BEGIN Data in this exercise

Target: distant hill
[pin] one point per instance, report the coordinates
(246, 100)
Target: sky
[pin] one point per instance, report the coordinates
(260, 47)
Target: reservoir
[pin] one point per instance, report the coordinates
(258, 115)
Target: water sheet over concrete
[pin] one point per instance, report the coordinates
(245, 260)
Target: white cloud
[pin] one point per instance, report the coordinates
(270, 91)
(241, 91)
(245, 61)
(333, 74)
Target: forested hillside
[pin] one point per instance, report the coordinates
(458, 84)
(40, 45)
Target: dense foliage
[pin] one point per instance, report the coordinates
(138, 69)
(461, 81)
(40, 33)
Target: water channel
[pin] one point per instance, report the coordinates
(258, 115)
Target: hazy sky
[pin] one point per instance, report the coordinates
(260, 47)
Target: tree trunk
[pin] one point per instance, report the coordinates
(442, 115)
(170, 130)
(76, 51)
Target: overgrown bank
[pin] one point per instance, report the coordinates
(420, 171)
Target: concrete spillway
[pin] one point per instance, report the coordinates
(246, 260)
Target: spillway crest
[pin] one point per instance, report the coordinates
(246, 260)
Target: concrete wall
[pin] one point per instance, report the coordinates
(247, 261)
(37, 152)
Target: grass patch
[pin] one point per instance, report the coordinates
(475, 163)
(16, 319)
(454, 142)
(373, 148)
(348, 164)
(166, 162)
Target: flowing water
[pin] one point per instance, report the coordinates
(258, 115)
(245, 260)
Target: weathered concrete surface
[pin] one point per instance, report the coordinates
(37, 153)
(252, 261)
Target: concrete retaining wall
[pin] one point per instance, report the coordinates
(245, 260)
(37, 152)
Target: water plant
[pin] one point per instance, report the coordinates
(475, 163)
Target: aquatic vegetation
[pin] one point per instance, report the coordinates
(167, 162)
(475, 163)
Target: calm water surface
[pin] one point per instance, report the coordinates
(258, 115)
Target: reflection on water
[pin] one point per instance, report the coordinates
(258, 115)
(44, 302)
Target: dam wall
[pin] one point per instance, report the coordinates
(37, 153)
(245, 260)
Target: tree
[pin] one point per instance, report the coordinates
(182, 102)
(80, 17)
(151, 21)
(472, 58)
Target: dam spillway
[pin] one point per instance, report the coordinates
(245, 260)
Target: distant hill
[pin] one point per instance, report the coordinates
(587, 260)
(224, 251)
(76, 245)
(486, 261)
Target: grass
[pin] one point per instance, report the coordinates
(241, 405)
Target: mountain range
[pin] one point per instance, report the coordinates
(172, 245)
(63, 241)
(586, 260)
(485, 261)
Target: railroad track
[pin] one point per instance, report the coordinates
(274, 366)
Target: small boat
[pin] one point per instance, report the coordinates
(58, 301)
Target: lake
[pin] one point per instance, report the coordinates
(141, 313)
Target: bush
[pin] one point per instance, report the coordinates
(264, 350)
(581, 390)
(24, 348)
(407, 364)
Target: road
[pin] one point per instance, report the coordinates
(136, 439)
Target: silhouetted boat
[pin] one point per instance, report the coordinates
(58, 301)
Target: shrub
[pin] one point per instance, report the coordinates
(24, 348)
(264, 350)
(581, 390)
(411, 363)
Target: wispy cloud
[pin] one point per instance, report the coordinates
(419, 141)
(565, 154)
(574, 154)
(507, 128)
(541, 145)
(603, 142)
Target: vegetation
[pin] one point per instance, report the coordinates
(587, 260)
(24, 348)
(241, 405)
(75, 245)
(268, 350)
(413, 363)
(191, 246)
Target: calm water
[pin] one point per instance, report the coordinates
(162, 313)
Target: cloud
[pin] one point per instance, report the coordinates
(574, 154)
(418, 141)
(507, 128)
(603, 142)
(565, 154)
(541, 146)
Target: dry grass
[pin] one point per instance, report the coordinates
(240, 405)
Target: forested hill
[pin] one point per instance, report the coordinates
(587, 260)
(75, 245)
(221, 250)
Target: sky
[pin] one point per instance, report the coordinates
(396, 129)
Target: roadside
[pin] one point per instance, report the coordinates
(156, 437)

END Data in this exercise
BEGIN Data in this exercise

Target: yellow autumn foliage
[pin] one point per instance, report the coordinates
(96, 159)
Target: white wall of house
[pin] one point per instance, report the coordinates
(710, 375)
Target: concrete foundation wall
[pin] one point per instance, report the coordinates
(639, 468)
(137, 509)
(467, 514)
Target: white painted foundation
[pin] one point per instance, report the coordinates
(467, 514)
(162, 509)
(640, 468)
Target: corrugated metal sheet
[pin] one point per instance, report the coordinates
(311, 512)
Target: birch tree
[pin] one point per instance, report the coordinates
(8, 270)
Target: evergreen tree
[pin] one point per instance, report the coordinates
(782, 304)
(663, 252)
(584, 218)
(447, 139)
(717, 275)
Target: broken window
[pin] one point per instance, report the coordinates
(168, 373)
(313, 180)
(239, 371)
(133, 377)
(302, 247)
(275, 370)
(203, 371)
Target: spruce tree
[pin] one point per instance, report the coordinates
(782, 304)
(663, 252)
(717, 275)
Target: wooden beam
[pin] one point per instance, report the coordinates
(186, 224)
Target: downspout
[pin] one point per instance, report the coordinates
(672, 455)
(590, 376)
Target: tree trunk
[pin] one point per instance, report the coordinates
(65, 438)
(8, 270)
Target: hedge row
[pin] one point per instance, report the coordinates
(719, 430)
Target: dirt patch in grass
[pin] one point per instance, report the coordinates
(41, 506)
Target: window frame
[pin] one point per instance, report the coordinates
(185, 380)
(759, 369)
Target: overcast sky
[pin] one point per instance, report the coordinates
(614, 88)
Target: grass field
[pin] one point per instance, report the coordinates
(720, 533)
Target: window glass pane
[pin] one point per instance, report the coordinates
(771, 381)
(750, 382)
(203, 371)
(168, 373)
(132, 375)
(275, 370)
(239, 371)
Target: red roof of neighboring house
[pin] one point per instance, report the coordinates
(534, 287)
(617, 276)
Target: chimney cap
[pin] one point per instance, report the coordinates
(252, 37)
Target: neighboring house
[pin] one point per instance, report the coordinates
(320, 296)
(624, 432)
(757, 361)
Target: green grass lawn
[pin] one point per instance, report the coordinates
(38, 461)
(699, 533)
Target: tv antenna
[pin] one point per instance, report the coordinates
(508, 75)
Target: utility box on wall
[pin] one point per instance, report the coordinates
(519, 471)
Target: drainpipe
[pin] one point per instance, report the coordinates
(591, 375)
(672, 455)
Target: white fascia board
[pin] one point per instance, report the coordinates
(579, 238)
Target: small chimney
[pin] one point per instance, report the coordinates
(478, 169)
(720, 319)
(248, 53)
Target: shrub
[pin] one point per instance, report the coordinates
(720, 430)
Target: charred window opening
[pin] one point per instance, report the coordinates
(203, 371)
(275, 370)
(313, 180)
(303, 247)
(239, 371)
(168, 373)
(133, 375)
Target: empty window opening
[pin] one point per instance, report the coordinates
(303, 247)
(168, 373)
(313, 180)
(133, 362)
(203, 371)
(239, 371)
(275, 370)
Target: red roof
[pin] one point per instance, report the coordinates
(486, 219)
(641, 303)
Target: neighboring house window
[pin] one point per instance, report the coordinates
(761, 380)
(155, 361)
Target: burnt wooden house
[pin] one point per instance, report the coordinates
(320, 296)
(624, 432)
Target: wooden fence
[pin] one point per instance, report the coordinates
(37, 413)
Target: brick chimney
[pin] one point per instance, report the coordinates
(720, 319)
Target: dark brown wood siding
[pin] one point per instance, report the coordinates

END Data in this exercise
BEGIN Data in this exercise

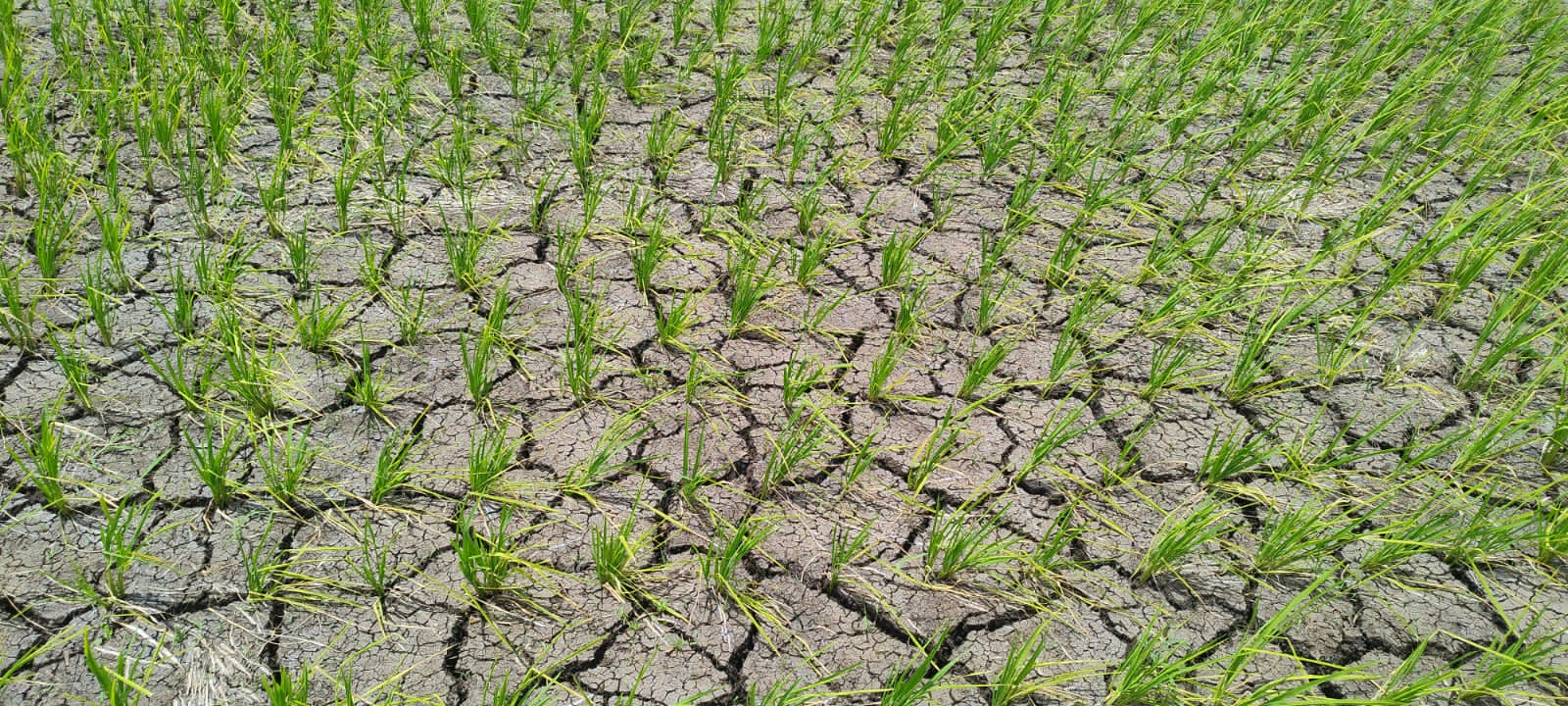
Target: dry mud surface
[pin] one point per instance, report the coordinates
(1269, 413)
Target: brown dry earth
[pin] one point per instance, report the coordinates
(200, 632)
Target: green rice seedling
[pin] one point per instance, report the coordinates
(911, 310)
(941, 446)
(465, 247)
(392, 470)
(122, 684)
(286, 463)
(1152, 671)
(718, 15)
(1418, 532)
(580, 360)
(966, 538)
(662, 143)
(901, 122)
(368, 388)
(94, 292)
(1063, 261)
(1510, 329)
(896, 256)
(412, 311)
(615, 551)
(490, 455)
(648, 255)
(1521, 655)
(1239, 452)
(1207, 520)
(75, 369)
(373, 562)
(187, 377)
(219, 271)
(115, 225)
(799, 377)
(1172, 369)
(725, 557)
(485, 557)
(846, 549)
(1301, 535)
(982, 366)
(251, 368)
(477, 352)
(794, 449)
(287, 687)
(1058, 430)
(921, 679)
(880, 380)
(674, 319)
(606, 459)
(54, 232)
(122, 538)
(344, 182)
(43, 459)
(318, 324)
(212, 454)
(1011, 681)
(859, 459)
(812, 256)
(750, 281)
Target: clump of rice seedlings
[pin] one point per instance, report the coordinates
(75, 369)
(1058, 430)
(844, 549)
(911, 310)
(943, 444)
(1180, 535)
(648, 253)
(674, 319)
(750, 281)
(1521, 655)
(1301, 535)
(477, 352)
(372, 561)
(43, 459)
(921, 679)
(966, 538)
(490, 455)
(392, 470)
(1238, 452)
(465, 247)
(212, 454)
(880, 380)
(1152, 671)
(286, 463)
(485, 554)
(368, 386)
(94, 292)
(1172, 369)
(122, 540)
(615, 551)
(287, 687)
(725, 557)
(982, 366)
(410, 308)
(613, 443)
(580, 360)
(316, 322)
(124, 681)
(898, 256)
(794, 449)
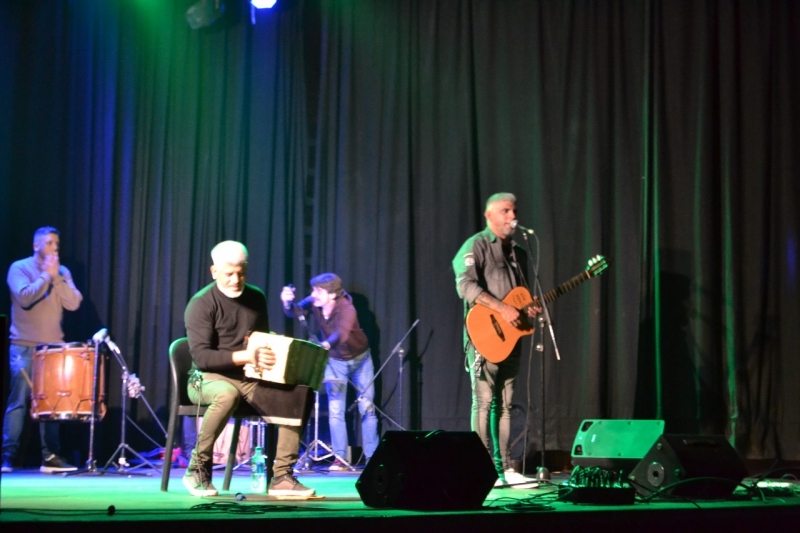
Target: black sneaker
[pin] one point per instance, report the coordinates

END Data in this exercise

*Your goal:* For the word "wall", count the lines of the listing above that hold it; the number alone is the answer.

*Response for this exercise:* 6